[Passage for review — start]

There are 47 counties in the United States that are projected to have no insurer participating in the Affordable Care Act exchanges in 2018, according to a report from the Centers for Medicare and Medicaid Services.
Insurers such as Anthem and Aetna have announced this year that they are planning exits from the marketplace, which will leave some areas with no options.
The agency looked at health insurer announcements through June 9 and created a map to show which counties will have no Obamacare insurer in 2018. This map will change based on future announcements if more insurers exit.
"As many as 1,200 counties—nearly 40 percent of counties nationwide—could have only one issuer in 2018," the agency explains. "Currently, for 2018 at least 35,000 active Exchange participants live in the counties projected to be without coverage in 2018, and roughly 2.4 million Exchange participants are projected to have one issuer. It's expected that the number of consumers with no coverage choices will rise."
Despite the fact that some individuals will live in an area where there is no insurer offering coverage, they will still be bound by Obamacare's individual mandate, which requires a person to purchase health insurance or be forced to pay a penalty.
Senators Lamar Alexander (R., Tenn.) and Bob Corker (R., Tenn.) have introduced legislation that would protect these people from being penalized for not having insurance when there are no insurers operating on the exchanges in their area.
The Health Care Options Act of 2017 would waive the penalty in these cases and allow individuals to purchase coverage outside of the exchanges.

[Passage for review — finish]

--- Exercises ---
1. In the article on counties left without Affordable Care Act insurers, how many counties could have only one issuer in 2018?
2. Print the article on counties without exchange insurers verbatim from "Insurers such as" up to and including "with no options.".
3. Write what comes next in the article about counties without Obamacare insurers in 2018, starting after its final sentence.

[Entries shown — start]

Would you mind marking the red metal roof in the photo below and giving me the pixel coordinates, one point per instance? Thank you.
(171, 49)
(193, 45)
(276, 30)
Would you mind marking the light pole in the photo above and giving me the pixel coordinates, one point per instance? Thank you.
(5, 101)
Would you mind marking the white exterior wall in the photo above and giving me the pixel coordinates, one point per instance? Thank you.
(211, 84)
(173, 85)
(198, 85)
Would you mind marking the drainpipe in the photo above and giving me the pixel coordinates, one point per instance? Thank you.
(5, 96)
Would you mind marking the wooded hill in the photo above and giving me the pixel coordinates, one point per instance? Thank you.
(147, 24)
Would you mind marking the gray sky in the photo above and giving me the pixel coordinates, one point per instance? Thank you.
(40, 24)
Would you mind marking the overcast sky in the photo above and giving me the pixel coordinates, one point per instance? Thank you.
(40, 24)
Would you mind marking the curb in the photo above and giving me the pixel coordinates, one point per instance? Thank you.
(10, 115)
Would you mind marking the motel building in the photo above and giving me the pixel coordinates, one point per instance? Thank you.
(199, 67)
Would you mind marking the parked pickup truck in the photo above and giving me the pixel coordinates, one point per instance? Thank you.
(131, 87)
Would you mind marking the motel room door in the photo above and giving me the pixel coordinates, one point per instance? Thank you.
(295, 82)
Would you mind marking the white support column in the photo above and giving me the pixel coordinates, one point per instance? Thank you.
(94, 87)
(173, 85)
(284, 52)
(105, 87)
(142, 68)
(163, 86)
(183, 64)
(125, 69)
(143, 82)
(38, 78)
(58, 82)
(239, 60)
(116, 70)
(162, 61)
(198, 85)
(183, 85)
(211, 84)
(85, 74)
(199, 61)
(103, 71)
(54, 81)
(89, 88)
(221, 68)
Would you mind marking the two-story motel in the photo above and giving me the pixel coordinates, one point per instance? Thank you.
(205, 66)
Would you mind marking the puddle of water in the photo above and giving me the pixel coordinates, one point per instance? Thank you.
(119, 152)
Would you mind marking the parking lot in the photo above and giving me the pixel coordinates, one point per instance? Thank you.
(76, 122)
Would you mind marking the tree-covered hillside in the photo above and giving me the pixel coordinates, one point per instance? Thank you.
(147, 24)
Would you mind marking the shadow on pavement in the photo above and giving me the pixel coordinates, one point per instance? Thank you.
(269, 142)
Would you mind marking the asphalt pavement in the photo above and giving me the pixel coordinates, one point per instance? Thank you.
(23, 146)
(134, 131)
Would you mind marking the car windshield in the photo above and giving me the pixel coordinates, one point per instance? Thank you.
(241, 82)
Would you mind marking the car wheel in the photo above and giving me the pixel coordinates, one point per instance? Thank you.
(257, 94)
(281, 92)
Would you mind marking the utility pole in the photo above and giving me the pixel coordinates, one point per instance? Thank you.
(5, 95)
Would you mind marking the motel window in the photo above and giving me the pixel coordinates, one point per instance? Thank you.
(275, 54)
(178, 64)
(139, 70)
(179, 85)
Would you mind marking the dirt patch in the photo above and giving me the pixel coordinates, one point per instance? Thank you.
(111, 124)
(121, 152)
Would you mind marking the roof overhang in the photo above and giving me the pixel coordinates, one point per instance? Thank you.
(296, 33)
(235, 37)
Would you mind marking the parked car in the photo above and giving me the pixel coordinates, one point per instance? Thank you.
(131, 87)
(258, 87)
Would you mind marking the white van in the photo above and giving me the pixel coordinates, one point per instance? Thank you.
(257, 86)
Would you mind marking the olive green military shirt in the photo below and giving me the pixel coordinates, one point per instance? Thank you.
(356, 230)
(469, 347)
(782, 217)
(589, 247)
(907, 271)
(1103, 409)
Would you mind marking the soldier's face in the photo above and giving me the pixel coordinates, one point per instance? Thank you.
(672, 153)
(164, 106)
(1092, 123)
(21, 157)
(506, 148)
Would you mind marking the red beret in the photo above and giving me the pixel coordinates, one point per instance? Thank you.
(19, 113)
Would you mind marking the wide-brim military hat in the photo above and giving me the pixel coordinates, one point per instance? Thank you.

[Entries shown — finish]

--- Activity answers ---
1. As many as 1,200 counties, nearly 40 percent of counties nationwide.

2.
Insurers such as Anthem and Aetna have announced this year that they are planning exits from the marketplace, which will leave some areas with no options.

3.
"This legislation would help those in Knoxville and across the country by allowing any American who receives a subsidy and has no insurance available on the exchange next year to use that subsidy to buy any state-approved insurance off of the exchange," said Sen. Alexander. "Second, the bill would waive the Affordable Care Act requirement that these Americans, who have zero insurance options with their subsidies, have to pay a penalty for not purchasing insurance."
"This legislation will help bring peace of mind between now and the beginning of next year to millions of Americans, some of the most vulnerable people in the country, who face having zero options of health insurance to purchase with their subsidy," he said.
According to Seema Varma, the administrator of the Centers for Medicare and Medicaid Services, the agency is working to provide access and relief for those individuals in these counties.
"This is yet another failing report card for the Exchanges," Varma said. "The American people have fewer insurance choices and in some counties no choice at all. CMS is working with state departments of insurance and issuers to find ways to provide relief and help restore access to health care plans, but our actions are by no means a long-term solution to the problems we're seeing with the Insurance Exchanges."